__Source passage__:
You can opt-into dat and IPFS support by installing the webrun-plugin-dat or webrun-plugin-ipfs modules.

You can start a REPL using:

webrun

Then you can load modules using the new dynamic import syntax.

This will return a promise that contains all the exported properties.

If you want to load the default export you can use something like the following:

let {default: example} = await import("https://rangermauve.hashbase.io/esm.js")

example()

You can enable the require global by adding the --allow-require flag. This is disabled by default to encourage use of import and to limit what scripts can do. This behaves differently from the usual require in that it's a global and always requires relative to the current working directory. Instead of adding allow-require, though, you should use webrunify to build your CommonJS dependencies into a single ESM-compatible bundle.

STDIO

You can opt-into input from STDIN and output to STDOUT using self.onmessage and self.postMessage.

These are the same APIs that exist for iframes and WebWorkers which means that your worker code can potentially run in webrun and vice-versa.

// Get text from STDIN, uppercase it, send it to STDOUT
self.onmessage = (text) => self.postMessage((text+"").toUpperCase())

CLI arguments

We want to be as close to the web as possible, so instead of adding a non-standard global for CLI arguments, we pass them in as query string params.

You can access the URL of the current module using the new import.meta.url syntax.

For example, given the file example.js:

console.log(`My URL is: ${import.meta.url}`)

Running this:

webrun example.js --foo bar --fizz buzz

Will result in

My URL is file://whatever/the/path/us/example.js?foo=bar&fizz=buzz

You can access these arguemnts using the following

const url = new URL(import.meta.url)

__The data__:
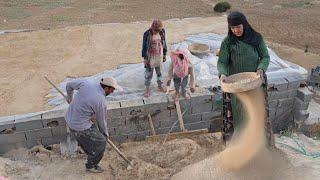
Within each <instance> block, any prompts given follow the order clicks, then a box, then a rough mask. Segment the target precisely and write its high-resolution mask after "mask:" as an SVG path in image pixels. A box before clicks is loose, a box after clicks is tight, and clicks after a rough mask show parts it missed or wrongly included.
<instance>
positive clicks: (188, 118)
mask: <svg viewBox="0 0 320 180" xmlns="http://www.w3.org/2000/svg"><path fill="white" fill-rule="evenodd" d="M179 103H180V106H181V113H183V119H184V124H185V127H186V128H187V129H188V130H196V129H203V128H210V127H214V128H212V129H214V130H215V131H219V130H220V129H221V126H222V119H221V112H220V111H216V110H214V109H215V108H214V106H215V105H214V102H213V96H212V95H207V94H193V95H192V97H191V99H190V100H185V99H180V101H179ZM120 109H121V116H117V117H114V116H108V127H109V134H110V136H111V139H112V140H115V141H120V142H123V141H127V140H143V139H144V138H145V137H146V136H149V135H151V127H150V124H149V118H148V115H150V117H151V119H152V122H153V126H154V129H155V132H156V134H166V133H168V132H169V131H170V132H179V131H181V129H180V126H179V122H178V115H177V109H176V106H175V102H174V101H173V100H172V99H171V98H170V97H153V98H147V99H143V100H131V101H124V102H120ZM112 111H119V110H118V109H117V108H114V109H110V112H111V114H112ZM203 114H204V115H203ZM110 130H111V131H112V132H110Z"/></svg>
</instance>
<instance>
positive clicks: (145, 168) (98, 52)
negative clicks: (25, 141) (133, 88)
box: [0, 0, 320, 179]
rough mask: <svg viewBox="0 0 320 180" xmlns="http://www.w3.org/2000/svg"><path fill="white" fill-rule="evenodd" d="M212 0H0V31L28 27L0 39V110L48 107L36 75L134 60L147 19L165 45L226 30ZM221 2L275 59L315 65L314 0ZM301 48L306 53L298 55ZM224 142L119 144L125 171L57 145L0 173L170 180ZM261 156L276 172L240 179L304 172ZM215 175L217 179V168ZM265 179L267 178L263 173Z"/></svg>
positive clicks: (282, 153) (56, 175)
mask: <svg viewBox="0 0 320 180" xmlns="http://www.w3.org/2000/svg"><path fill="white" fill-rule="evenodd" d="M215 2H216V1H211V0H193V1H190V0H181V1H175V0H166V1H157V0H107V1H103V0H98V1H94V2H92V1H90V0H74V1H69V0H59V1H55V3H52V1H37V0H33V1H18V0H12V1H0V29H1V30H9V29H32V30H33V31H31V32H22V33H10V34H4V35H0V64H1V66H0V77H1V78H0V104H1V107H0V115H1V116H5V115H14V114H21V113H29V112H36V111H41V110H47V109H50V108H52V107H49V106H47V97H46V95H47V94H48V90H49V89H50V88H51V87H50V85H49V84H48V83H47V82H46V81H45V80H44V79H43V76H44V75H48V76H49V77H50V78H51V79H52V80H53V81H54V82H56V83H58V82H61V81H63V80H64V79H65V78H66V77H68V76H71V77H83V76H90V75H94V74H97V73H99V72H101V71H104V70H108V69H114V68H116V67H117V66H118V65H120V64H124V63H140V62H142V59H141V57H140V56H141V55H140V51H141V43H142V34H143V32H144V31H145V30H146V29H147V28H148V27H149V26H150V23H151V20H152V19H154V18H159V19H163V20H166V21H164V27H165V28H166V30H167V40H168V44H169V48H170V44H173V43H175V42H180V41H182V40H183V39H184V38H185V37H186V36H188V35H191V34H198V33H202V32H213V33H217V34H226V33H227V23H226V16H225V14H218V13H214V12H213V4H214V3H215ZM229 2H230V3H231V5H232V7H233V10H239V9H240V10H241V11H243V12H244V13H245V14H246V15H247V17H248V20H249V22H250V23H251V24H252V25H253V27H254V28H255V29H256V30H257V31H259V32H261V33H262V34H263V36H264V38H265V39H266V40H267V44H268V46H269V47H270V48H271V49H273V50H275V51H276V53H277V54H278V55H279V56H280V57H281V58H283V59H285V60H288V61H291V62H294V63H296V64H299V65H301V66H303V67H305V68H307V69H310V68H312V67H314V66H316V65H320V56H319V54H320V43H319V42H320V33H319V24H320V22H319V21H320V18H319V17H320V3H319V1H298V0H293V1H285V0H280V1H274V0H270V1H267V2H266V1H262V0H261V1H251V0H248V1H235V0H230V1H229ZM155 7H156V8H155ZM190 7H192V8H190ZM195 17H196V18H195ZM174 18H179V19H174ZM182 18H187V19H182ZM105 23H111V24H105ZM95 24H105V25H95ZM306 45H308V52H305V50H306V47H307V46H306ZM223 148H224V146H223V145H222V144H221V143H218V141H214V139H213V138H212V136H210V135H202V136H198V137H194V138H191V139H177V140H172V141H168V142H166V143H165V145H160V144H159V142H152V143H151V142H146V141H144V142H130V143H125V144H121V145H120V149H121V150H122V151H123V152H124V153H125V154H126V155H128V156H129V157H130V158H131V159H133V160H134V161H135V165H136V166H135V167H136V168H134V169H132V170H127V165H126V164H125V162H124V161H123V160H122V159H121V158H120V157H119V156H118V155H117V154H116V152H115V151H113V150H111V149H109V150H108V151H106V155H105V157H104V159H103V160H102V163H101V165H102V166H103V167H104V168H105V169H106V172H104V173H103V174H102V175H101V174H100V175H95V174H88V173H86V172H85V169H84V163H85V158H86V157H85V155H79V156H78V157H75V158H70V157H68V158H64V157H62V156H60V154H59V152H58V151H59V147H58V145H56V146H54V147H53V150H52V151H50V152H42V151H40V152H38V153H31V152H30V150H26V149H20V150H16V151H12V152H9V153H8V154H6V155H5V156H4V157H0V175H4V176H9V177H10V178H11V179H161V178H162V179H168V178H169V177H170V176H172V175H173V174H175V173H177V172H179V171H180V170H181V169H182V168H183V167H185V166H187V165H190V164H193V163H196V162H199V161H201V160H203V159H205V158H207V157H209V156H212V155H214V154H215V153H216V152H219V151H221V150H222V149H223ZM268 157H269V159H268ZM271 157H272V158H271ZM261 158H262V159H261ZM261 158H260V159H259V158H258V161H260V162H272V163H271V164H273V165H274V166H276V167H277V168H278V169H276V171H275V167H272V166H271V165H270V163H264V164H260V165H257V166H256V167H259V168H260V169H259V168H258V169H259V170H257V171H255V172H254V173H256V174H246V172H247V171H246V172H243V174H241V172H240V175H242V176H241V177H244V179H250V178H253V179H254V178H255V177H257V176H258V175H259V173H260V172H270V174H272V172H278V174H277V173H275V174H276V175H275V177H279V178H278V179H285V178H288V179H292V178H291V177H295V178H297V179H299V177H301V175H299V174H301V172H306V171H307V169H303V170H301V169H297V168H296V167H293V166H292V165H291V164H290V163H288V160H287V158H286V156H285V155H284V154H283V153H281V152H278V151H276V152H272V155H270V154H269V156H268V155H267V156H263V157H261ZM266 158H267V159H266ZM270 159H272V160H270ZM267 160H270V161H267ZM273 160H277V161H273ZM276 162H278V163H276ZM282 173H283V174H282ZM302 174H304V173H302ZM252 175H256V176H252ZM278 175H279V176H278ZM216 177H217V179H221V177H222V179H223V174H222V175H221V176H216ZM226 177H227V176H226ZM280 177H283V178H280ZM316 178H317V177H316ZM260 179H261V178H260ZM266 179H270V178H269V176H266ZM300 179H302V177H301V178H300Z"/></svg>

__Task prompt__: Repeat the part of the webrun documentation above, starting at "You can enable" and ending at "single ESM-compatible bundle.".

__Response__:
You can enable the require global by adding the --allow-require flag. This is disabled by default to encourage use of import and to limit what scripts can do. This behaves differently from the usual require in that it's a global and always requires relative to the current working directory. Instead of adding allow-require, though, you should use webrunify to build your CommonJS dependencies into a single ESM-compatible bundle.